[[ Supplied material, beginning ]]

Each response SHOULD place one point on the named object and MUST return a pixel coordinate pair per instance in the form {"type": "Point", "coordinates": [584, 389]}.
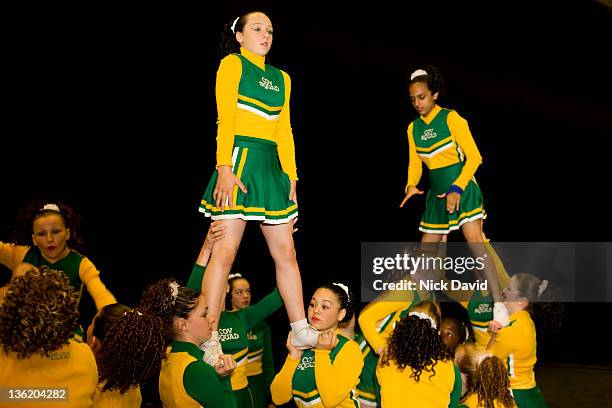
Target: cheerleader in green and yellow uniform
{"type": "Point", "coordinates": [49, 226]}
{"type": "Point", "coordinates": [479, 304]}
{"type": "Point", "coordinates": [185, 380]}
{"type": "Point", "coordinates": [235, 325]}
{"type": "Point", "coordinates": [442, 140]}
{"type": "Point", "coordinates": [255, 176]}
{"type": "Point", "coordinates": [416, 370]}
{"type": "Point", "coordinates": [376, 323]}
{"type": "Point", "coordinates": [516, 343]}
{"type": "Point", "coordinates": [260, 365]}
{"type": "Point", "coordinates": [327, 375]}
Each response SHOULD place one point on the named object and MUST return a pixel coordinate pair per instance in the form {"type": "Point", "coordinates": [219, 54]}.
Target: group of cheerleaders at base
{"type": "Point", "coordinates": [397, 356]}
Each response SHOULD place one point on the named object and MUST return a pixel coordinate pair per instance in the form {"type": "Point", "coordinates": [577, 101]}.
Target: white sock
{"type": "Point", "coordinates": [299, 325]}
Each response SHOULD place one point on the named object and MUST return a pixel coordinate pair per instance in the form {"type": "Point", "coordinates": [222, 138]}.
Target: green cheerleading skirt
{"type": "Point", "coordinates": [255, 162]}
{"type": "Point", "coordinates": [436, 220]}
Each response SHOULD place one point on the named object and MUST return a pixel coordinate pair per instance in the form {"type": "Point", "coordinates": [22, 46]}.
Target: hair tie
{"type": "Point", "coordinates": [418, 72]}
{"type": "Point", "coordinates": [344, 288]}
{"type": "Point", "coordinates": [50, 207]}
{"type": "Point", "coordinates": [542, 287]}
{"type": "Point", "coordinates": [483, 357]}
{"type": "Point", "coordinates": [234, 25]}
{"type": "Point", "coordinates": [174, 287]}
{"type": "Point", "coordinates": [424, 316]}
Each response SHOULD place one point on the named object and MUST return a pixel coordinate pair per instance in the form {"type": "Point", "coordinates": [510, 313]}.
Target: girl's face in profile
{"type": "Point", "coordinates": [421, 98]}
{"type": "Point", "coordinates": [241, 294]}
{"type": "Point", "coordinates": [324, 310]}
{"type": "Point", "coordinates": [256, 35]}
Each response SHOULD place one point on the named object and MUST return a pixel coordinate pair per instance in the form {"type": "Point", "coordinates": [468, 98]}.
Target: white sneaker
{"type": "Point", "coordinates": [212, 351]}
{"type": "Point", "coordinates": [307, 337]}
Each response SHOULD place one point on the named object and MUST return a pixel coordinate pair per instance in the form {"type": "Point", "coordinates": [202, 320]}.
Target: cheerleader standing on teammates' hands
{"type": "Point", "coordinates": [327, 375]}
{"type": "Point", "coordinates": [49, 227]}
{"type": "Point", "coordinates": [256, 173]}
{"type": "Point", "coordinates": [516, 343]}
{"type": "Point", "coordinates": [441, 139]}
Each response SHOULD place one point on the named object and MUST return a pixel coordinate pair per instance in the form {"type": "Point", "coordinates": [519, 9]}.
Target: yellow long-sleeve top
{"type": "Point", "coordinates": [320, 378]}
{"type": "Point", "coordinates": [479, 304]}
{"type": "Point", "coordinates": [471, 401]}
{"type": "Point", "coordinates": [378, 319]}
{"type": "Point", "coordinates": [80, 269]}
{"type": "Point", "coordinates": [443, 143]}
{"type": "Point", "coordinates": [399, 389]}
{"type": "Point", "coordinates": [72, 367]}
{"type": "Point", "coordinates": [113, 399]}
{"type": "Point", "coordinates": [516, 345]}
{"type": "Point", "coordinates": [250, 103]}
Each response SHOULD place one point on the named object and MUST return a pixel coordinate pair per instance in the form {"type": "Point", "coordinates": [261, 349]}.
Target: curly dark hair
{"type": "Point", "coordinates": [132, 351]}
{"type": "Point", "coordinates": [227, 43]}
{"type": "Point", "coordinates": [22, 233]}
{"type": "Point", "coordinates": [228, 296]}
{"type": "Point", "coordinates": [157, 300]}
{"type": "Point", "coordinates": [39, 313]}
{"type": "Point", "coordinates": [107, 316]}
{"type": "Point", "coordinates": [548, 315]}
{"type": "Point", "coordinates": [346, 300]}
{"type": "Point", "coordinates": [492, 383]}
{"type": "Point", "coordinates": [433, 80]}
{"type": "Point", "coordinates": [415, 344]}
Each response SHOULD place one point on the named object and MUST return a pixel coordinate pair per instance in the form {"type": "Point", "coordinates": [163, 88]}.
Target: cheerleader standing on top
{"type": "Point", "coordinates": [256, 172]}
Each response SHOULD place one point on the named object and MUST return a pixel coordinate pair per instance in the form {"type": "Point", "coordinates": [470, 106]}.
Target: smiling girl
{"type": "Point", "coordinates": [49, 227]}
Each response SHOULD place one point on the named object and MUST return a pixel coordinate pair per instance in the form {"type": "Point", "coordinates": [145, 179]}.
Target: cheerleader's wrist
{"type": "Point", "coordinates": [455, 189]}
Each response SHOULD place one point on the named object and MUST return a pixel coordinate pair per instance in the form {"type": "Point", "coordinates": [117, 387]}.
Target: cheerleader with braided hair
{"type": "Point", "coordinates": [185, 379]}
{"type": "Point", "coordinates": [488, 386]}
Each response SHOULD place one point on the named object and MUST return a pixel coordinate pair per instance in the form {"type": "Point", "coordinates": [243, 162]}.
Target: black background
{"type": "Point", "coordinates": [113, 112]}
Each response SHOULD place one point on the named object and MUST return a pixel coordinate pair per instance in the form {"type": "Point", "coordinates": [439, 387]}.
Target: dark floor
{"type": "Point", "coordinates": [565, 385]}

[[ Supplied material, end ]]

> **Prompt**: Give back every record precisely as it stands, without the images.

> **Problem solution**:
Each response SHOULD place one point on the named object and MUST return a pixel coordinate pair per instance in the form {"type": "Point", "coordinates": [584, 389]}.
Target: cheerleader in green and yellow uniform
{"type": "Point", "coordinates": [49, 226]}
{"type": "Point", "coordinates": [479, 304]}
{"type": "Point", "coordinates": [185, 380]}
{"type": "Point", "coordinates": [235, 325]}
{"type": "Point", "coordinates": [442, 140]}
{"type": "Point", "coordinates": [255, 176]}
{"type": "Point", "coordinates": [416, 370]}
{"type": "Point", "coordinates": [376, 323]}
{"type": "Point", "coordinates": [516, 343]}
{"type": "Point", "coordinates": [260, 365]}
{"type": "Point", "coordinates": [327, 375]}
Each response SHOULD place one point on the named object and MUST return a pixel coordinate pair per instance in the form {"type": "Point", "coordinates": [219, 54]}.
Target: group of cheerleaders at base
{"type": "Point", "coordinates": [397, 356]}
Each response SHOULD place one point on the named object and MUST return a pixel coordinate pair per instance in the form {"type": "Point", "coordinates": [577, 101]}.
Target: white sock
{"type": "Point", "coordinates": [299, 325]}
Each response SHOULD place one point on the named object and MUST return a pixel coordinate pair per instance in the form {"type": "Point", "coordinates": [222, 138]}.
Target: green cheerleading skirt
{"type": "Point", "coordinates": [255, 162]}
{"type": "Point", "coordinates": [436, 220]}
Each response SHOULD place one point on the named object and MUST return a pixel coordinate pair per instance in the form {"type": "Point", "coordinates": [22, 46]}.
Target: hair tie
{"type": "Point", "coordinates": [418, 72]}
{"type": "Point", "coordinates": [344, 288]}
{"type": "Point", "coordinates": [50, 207]}
{"type": "Point", "coordinates": [542, 287]}
{"type": "Point", "coordinates": [483, 357]}
{"type": "Point", "coordinates": [234, 25]}
{"type": "Point", "coordinates": [174, 287]}
{"type": "Point", "coordinates": [424, 316]}
Each response SHOULD place one point on the named object and MUST return a pixel coordinate pair per instance in the form {"type": "Point", "coordinates": [510, 313]}.
Target: girl's face in profile
{"type": "Point", "coordinates": [421, 98]}
{"type": "Point", "coordinates": [241, 294]}
{"type": "Point", "coordinates": [324, 310]}
{"type": "Point", "coordinates": [256, 35]}
Each response SHOULD place one point on the named object and MUST return a pixel coordinate pair per instance in the form {"type": "Point", "coordinates": [468, 98]}.
Target: white sneaker
{"type": "Point", "coordinates": [212, 351]}
{"type": "Point", "coordinates": [307, 337]}
Each response SHOULD place one point on the named object and MUST return a pixel coordinate pair per instance in the form {"type": "Point", "coordinates": [202, 320]}.
Target: cheerleader standing on teammates' hands
{"type": "Point", "coordinates": [327, 375]}
{"type": "Point", "coordinates": [49, 227]}
{"type": "Point", "coordinates": [256, 173]}
{"type": "Point", "coordinates": [516, 343]}
{"type": "Point", "coordinates": [441, 139]}
Each response SHOULD place one point on the named object and MUST return a pixel coordinate pair per instance in the form {"type": "Point", "coordinates": [519, 9]}.
Target: yellow long-sleeve top
{"type": "Point", "coordinates": [320, 378]}
{"type": "Point", "coordinates": [479, 304]}
{"type": "Point", "coordinates": [471, 401]}
{"type": "Point", "coordinates": [378, 319]}
{"type": "Point", "coordinates": [80, 269]}
{"type": "Point", "coordinates": [443, 143]}
{"type": "Point", "coordinates": [399, 389]}
{"type": "Point", "coordinates": [72, 367]}
{"type": "Point", "coordinates": [113, 399]}
{"type": "Point", "coordinates": [516, 345]}
{"type": "Point", "coordinates": [250, 103]}
Each response SHOULD place one point on the named object and MUST return a pixel coordinate pair per instance in the form {"type": "Point", "coordinates": [261, 349]}.
Target: curly dark hair
{"type": "Point", "coordinates": [132, 351]}
{"type": "Point", "coordinates": [227, 43]}
{"type": "Point", "coordinates": [22, 233]}
{"type": "Point", "coordinates": [228, 296]}
{"type": "Point", "coordinates": [157, 300]}
{"type": "Point", "coordinates": [39, 313]}
{"type": "Point", "coordinates": [107, 316]}
{"type": "Point", "coordinates": [548, 315]}
{"type": "Point", "coordinates": [346, 300]}
{"type": "Point", "coordinates": [492, 383]}
{"type": "Point", "coordinates": [433, 80]}
{"type": "Point", "coordinates": [415, 344]}
Each response SHOULD place one point on the named object and MUST return a pixel coordinate pair per instance in the form {"type": "Point", "coordinates": [163, 88]}.
Target: cheerleader standing on top
{"type": "Point", "coordinates": [256, 172]}
Each response SHOULD place one point on the named object and MUST return a pixel coordinate pair per instance in the form {"type": "Point", "coordinates": [470, 106]}.
Target: smiling girl
{"type": "Point", "coordinates": [49, 227]}
Each response SHOULD place one point on the named object and MUST return a pixel coordinate pair per instance in the form {"type": "Point", "coordinates": [145, 179]}.
Target: cheerleader's wrist
{"type": "Point", "coordinates": [455, 189]}
Each response SHOULD place one point on the named object and MUST return a pixel coordinate pair per instance in the form {"type": "Point", "coordinates": [117, 387]}.
Target: cheerleader with braided hair
{"type": "Point", "coordinates": [185, 379]}
{"type": "Point", "coordinates": [488, 386]}
Each response SHOULD place one point on the named object and MUST return a pixel coordinate pair per instance in the form {"type": "Point", "coordinates": [243, 162]}.
Target: black background
{"type": "Point", "coordinates": [113, 112]}
Each response SHOULD place one point on the named object and MUST return a pixel coordinate pair per instance in the form {"type": "Point", "coordinates": [439, 387]}.
Target: dark floor
{"type": "Point", "coordinates": [565, 385]}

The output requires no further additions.